[PROBLEM DETAILS] In full and without change, return each entry.
------ DATASET EXCERPTS ------
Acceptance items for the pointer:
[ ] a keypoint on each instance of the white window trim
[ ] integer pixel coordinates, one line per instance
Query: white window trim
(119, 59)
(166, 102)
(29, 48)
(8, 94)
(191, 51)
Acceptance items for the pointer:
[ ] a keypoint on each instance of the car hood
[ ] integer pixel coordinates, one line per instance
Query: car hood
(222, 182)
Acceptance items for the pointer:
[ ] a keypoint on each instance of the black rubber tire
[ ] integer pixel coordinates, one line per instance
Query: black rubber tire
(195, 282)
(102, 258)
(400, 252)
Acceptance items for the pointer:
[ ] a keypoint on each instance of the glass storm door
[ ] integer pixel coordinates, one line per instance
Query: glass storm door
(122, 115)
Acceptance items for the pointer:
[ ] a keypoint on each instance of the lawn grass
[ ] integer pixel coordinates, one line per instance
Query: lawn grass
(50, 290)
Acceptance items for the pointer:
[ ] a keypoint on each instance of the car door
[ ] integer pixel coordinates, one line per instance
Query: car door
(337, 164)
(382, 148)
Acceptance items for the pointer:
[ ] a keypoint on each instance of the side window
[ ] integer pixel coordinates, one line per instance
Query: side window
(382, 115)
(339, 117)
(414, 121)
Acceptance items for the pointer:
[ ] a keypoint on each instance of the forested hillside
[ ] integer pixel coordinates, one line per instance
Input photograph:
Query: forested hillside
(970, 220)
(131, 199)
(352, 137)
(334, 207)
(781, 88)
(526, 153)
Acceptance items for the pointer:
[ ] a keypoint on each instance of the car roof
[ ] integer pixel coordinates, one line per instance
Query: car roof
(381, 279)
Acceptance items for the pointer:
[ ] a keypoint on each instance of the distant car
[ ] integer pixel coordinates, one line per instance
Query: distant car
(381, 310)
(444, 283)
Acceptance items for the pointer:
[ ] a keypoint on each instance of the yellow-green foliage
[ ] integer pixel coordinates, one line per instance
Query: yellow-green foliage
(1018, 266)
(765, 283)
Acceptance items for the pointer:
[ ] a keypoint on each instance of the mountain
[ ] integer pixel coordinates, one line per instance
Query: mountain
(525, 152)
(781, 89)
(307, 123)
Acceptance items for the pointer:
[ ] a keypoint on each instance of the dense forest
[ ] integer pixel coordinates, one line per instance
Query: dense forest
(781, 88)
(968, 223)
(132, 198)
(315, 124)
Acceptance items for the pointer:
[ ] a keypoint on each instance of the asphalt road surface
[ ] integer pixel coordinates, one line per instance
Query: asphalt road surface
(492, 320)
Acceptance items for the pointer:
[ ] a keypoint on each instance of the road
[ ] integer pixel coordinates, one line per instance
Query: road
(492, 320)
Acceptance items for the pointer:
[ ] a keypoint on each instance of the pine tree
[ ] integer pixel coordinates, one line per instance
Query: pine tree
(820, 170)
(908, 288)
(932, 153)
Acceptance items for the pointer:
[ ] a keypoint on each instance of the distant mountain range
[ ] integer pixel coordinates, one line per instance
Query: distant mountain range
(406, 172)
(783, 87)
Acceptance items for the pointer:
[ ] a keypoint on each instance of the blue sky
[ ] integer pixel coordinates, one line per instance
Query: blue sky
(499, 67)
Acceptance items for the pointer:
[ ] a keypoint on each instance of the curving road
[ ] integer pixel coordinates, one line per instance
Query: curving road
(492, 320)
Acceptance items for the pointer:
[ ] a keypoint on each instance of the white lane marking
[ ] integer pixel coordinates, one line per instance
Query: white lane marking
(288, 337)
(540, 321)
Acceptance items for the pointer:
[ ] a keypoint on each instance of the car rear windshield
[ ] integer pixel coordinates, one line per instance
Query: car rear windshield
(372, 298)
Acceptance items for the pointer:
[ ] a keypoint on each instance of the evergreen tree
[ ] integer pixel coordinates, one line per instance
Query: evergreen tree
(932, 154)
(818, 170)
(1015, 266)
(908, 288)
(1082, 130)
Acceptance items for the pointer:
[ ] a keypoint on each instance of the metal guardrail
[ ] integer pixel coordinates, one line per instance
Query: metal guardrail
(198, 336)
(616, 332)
------
[COMPLETED TASK]
Acceptance items for the pointer:
[ ] a keypoint on each instance of the white window trim
[ ] integer pixel coordinates, one line per instance
Query: white window trim
(119, 59)
(166, 102)
(29, 48)
(8, 94)
(191, 51)
Acceptance items for the pointer:
[ ] a keypoint on each instance of the car hood
[ ] integer pixel coordinates, one line per instance
Query: car hood
(222, 182)
Acceptance items for the pointer:
[ ] a keypoint on each instance of the black rubber tire
[ ] integer pixel coordinates, one line per instance
Query: black rubber tire
(195, 282)
(102, 258)
(400, 252)
Acceptance items for the pointer:
[ ] a keypoint on each instance of the glass storm door
[ ] integer pixel coordinates, one line per instance
Query: glass storm door
(122, 115)
Acceptance items for the pointer:
[ ] a keypoint on each instance of the lawn grass
[ ] integer pixel coordinates, one line per instance
Query: lawn grass
(50, 290)
Acceptance items for the pointer:
[ ] a keypoint on each instance of the car door
[ ] integer pixel coordinates, one line per instance
Query: car door
(337, 164)
(382, 148)
Acceptance items for the pointer:
[ ] a keypoint on each instance of the side window
[ ] integer pixel coordinates, one line per instance
Query: side window
(382, 115)
(339, 117)
(414, 121)
Acceptance items for the pointer:
[ ] a keypoint on each instance of the forested hillside
[ ] integer pixel coordinates, one line per instance
Input photograph:
Query: forested hillside
(970, 220)
(131, 199)
(352, 137)
(334, 207)
(781, 88)
(526, 153)
Acceptance items for the pointer:
[ ] a keypoint on each instance of the car roof
[ ] integer pixel coordinates, one line per instance
Query: car roof
(381, 279)
Acceptance items for the pointer:
[ ] a keypoint on each instance of the distant car
[ ] integer pixel coordinates, one line per instance
Query: distant car
(381, 310)
(444, 283)
Acceptance items for the pointer:
[ ] a keypoint on each instance of the yellow-green foliage
[ ] integer pixel coordinates, one line per instance
Query: yellow-green foliage
(1018, 266)
(765, 283)
Acceptance items for the pointer:
[ ] a keypoint on each instance of the mountain
[ ] integer pixel coordinates, one line per instance
Query: mountain
(525, 152)
(781, 89)
(307, 123)
Acceptance items for the pointer:
[ ] a keypoint on each instance of the dense forest
[ ] integer pixel coordinates, one line per instance
Query: dense forest
(781, 88)
(968, 223)
(132, 198)
(315, 124)
Acceptance items for the pointer:
[ ] a keypoint on each instance of the asphalt road surface
[ ] integer pixel coordinates, one line per instance
Query: asphalt road surface
(492, 320)
Acceptance items for the pointer:
[ ] a keypoint on each instance of the road
[ ] integer pixel coordinates, one line per instance
Query: road
(492, 320)
Acceptance items for the pointer:
[ ] a keypoint on each instance of the pine tree
[ ] integer pixel coordinates, one line per instance
Query: pine tree
(820, 170)
(908, 288)
(932, 153)
Acceptance items for the pointer:
[ ] a keypoint on each instance of the distant mountain range
[ ] integer pixel coordinates, one line per instance
Query: distant mountain range
(406, 172)
(783, 87)
Acceptance items for the pointer:
[ ] a keypoint on each instance of the blue sky
[ ] integer pixel coordinates, one line per instance
Query: blue sky
(499, 67)
Acceptance items for the pointer:
[ ] a keypoint on each instance of the curving road
[ ] integer pixel coordinates, one line per instance
Query: curving road
(492, 320)
Acceptance items for the pointer:
[ ] a keypoint on each instance of the white lane marking
[ ] integer pixel coordinates, one line per instance
Query: white lane marking
(288, 337)
(540, 321)
Acceptance items for the pointer:
[ ] a keypoint on each instance of the car rear windshield
[ ] integer pixel coordinates, one line per instance
Query: car rear windshield
(372, 298)
Acceptance items for the pointer:
[ ] a keypoint on each instance of the evergreen tree
[ ] integer pixel coordinates, one line per instance
Query: evergreen tree
(932, 154)
(818, 170)
(1015, 266)
(908, 288)
(1082, 130)
Acceptance items for the pointer:
[ ] a keypoint on each instance of the metal guardrail
[ ] integer pixel coordinates, one line per instance
Query: metal guardrail
(198, 336)
(616, 332)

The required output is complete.